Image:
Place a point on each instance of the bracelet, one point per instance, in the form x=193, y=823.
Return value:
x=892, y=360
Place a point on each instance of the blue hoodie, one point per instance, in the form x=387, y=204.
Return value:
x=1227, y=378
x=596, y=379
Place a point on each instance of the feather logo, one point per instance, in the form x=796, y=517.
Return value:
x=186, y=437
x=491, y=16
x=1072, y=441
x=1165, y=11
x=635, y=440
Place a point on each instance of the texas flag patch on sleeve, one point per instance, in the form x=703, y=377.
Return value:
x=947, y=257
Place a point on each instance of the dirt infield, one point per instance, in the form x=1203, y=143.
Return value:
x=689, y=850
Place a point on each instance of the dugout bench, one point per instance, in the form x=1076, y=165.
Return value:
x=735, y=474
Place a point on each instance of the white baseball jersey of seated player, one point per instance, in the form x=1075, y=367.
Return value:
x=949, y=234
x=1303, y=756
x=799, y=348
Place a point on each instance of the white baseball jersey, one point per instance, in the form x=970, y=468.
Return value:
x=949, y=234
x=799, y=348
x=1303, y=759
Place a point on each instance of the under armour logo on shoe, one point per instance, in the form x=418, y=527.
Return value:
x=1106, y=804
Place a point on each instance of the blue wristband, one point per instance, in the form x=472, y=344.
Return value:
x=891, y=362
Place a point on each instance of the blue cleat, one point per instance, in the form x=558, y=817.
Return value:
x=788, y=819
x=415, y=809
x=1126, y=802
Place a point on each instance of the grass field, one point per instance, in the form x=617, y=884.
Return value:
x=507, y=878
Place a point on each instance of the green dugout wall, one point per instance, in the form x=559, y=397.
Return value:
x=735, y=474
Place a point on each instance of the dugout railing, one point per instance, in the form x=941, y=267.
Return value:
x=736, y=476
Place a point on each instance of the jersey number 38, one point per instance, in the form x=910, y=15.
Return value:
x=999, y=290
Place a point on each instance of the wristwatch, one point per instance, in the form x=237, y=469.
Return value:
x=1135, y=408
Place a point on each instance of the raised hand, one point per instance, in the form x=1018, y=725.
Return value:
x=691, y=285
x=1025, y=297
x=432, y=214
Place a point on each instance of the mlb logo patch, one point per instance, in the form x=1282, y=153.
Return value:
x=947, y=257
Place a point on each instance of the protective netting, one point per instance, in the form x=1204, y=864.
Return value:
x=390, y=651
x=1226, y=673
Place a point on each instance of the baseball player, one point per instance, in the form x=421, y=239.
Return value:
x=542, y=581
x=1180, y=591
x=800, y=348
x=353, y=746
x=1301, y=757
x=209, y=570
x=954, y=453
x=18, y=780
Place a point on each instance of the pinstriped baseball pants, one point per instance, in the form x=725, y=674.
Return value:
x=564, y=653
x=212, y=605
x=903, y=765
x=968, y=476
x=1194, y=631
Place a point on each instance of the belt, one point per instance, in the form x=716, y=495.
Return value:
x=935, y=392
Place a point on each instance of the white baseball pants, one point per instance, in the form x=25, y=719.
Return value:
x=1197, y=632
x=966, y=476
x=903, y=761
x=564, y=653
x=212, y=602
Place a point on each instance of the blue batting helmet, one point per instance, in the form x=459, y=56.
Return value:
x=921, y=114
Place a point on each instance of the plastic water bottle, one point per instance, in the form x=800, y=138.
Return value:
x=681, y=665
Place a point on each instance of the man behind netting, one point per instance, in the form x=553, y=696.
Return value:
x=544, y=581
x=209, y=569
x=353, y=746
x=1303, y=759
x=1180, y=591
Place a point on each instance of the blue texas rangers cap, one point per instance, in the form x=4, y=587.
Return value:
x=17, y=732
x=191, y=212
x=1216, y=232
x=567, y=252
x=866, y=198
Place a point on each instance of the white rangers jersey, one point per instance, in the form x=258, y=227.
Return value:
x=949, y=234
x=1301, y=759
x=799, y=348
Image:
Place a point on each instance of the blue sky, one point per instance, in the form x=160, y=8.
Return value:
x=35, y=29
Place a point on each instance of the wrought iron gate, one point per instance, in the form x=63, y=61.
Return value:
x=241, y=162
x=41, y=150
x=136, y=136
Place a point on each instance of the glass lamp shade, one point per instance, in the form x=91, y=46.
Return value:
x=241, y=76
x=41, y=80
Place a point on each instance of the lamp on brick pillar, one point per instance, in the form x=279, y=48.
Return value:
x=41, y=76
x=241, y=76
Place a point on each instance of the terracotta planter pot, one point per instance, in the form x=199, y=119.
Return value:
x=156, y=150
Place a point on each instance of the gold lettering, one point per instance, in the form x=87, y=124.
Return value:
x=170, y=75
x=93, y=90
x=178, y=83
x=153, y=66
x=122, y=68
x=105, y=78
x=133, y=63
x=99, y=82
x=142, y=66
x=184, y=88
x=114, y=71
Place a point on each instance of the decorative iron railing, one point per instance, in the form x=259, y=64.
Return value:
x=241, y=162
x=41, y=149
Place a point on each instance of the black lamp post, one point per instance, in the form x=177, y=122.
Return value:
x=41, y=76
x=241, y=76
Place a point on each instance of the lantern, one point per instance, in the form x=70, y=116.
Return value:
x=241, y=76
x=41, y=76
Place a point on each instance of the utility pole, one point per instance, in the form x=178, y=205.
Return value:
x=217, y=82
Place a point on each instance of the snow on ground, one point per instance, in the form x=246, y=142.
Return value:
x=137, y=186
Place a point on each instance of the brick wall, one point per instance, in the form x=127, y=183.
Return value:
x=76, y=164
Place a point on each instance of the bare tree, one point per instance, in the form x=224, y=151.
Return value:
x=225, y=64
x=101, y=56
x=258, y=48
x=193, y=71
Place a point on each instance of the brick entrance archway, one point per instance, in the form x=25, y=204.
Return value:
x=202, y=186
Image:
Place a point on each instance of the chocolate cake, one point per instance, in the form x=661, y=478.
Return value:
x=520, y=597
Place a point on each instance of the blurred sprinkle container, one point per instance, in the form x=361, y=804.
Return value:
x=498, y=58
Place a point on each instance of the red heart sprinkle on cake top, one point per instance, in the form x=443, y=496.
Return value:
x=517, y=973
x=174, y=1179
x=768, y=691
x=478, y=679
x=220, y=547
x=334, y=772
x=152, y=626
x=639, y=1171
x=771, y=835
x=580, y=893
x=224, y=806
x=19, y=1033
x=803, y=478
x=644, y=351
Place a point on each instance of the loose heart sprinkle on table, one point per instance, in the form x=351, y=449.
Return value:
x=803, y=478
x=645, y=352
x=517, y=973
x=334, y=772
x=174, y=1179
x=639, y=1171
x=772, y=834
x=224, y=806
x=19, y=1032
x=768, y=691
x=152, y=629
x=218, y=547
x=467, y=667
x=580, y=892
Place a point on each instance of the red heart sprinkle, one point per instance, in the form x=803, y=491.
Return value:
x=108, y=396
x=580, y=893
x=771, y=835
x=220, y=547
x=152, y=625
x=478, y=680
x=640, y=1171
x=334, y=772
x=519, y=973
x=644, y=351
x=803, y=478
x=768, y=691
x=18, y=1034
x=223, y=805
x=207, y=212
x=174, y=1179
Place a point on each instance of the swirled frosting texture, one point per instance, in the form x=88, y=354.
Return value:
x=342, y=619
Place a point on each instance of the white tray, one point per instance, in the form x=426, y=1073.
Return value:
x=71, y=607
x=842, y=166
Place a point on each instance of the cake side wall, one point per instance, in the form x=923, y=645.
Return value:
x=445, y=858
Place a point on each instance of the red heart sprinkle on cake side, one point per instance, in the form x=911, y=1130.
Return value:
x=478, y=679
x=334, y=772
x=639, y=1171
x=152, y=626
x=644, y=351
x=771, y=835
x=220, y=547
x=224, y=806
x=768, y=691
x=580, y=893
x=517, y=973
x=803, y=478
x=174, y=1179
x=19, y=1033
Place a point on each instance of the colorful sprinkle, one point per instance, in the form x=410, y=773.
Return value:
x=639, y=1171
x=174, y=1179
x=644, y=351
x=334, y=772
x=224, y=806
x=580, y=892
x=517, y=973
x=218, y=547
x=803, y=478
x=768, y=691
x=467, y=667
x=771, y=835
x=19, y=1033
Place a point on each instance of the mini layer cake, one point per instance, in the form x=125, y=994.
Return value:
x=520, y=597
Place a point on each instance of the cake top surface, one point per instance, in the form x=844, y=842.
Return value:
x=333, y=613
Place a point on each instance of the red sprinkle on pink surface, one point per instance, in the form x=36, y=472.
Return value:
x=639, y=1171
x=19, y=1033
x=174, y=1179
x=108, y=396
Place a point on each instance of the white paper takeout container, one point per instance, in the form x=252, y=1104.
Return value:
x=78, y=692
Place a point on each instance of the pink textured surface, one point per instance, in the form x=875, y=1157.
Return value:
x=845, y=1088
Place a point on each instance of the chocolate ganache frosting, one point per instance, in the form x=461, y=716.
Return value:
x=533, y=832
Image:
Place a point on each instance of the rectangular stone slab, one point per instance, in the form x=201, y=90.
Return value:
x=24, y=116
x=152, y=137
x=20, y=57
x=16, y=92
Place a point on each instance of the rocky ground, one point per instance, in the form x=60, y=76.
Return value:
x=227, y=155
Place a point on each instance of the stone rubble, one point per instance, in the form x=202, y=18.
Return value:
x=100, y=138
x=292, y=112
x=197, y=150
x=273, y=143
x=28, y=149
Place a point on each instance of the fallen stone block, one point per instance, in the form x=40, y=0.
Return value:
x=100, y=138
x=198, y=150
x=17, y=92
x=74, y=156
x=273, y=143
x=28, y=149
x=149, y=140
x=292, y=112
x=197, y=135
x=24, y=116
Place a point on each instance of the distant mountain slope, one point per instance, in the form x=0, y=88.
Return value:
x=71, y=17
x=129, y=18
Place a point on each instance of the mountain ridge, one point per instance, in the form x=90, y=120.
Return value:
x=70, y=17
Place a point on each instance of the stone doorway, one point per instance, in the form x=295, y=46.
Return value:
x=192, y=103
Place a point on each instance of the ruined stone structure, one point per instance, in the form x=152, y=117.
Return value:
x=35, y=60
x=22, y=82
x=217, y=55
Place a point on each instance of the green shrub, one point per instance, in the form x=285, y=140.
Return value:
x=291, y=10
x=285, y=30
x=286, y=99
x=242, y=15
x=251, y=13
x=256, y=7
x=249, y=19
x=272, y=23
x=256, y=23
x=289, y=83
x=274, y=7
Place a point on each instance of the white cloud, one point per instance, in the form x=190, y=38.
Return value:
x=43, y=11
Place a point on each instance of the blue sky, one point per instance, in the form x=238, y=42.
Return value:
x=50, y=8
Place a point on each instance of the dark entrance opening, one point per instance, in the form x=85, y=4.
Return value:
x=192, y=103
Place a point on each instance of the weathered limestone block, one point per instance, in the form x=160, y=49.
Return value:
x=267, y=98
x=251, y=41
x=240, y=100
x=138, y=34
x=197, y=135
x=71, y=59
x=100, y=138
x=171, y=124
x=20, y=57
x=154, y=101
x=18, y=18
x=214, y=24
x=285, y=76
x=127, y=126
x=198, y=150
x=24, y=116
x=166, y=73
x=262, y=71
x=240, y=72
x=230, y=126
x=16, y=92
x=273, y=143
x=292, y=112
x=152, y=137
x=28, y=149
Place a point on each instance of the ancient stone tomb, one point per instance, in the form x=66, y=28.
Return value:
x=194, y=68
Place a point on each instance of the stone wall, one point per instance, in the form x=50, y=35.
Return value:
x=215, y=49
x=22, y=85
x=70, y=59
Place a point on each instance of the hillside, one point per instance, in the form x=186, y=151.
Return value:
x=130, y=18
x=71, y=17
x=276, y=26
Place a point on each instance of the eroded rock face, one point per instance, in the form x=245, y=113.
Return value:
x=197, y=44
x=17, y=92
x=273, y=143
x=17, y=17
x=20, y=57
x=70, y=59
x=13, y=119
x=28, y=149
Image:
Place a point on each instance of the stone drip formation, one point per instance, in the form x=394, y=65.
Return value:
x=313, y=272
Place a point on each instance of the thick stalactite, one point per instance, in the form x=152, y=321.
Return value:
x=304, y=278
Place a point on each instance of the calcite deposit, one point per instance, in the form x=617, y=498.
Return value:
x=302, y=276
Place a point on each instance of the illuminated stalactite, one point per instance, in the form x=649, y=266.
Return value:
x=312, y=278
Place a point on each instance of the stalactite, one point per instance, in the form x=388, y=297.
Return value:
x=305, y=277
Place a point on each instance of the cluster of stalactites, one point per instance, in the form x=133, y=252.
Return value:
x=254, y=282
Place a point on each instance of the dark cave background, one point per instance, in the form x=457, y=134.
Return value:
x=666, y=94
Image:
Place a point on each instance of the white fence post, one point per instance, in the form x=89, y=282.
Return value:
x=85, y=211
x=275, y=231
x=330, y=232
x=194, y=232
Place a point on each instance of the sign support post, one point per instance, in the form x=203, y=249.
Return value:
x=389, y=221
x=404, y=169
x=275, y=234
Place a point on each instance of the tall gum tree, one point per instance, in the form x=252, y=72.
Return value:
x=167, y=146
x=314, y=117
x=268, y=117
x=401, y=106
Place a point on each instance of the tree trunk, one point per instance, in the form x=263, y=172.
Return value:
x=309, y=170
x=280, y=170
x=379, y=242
────────────────
**YOUR INSTRUCTIONS:** Copy the listing from the line with "Place a point on each instance of the chocolate ganache" up to and including the line with "x=227, y=155", keeping every line, requests too. Multiply each x and y coordinate in the answers by 1.5 and round to whole numbers, halves up, but leave the numbers in the requests and their format samples unchanged.

**CORRECT RESULT:**
Place a point on each instance of the chocolate ganache frosting, one point per instance, in the form x=461, y=716.
Return value:
x=800, y=1248
Image:
Place a point on each instance of the rectangular stone slab, one point per instance, in the form x=201, y=90.
Return value:
x=36, y=174
x=228, y=206
x=30, y=86
x=24, y=138
Place a point on each instance of the rocky ground, one point per instance, in the form x=60, y=76.
Return value:
x=341, y=233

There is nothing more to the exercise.